Listed entries below:

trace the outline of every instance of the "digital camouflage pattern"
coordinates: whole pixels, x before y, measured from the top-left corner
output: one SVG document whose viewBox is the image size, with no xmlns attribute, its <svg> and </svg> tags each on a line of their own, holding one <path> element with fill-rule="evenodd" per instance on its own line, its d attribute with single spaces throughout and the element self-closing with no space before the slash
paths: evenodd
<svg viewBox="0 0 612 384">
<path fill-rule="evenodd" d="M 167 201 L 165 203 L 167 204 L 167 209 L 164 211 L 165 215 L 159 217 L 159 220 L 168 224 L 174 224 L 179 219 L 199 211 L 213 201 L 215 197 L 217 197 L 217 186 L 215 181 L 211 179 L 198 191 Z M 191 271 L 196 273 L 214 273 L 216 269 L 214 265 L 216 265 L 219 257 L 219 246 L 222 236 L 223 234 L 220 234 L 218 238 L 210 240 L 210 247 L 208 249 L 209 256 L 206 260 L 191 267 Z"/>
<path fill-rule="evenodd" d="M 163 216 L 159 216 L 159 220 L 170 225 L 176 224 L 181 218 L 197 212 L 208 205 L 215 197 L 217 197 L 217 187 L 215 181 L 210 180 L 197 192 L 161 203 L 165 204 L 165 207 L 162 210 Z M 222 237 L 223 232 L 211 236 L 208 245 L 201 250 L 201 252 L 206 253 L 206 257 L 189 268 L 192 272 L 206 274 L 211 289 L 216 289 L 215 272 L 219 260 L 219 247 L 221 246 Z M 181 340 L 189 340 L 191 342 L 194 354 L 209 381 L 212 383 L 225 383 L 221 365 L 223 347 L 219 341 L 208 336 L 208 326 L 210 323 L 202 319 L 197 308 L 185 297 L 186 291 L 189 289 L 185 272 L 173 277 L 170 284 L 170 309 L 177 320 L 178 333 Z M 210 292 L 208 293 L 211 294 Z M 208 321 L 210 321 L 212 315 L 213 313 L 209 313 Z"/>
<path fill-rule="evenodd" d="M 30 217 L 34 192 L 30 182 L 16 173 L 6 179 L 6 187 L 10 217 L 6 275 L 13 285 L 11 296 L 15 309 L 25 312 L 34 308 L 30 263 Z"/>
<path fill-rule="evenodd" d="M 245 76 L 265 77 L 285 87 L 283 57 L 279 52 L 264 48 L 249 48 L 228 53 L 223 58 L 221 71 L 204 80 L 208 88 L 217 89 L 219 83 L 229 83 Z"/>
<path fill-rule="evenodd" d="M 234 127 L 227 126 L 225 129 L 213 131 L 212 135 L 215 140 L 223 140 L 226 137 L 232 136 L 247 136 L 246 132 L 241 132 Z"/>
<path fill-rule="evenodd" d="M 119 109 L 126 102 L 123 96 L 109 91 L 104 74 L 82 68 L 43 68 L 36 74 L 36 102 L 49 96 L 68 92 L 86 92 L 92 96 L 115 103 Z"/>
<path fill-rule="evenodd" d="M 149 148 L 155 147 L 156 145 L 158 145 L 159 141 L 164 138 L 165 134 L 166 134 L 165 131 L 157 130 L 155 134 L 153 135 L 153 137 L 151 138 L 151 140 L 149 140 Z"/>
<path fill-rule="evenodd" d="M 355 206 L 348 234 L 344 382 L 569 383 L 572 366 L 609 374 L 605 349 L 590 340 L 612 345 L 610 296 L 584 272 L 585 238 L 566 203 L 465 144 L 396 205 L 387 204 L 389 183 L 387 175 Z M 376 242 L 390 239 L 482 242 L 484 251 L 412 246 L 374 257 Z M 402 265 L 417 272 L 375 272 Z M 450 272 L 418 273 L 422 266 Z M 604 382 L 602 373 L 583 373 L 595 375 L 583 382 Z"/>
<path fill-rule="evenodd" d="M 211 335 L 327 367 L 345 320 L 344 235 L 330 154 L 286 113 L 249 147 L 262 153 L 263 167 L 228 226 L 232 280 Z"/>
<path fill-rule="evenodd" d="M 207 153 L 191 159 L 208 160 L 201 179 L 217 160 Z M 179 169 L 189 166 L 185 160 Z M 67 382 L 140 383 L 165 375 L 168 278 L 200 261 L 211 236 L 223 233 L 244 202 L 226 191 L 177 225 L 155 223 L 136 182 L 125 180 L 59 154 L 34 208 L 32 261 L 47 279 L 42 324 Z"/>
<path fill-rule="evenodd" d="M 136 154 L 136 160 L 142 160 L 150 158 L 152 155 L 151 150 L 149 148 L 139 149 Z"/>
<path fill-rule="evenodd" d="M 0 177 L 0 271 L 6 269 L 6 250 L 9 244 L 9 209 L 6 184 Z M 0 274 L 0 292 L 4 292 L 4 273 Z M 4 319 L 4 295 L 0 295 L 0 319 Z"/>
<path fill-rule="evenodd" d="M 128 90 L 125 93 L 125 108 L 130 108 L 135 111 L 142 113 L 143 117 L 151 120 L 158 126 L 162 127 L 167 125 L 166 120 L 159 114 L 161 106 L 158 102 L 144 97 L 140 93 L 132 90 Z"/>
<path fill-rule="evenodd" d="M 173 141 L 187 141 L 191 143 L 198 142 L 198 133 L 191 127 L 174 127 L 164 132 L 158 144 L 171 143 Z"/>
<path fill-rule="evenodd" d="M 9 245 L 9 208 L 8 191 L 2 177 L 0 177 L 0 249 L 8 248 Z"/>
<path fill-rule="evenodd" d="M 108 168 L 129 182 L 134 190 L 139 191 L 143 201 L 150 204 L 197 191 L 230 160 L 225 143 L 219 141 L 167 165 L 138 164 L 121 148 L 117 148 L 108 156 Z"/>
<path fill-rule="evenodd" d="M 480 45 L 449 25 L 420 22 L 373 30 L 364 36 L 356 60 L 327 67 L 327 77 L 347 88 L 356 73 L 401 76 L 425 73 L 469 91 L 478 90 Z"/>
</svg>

End of Listed entries.

What is required: Look through the entries for the string "instance". Every line that has it belongs in the answer.

Answer section:
trace the outline of every instance of the "digital camouflage pattern"
output: one SVG document whose viewBox is the image size, with no xmlns attribute, its <svg> and </svg> tags each on a line of their own, holding one <path> element with fill-rule="evenodd" per instance on its own line, its d attribute with single spaces throughout and the element self-closing with no space before the slash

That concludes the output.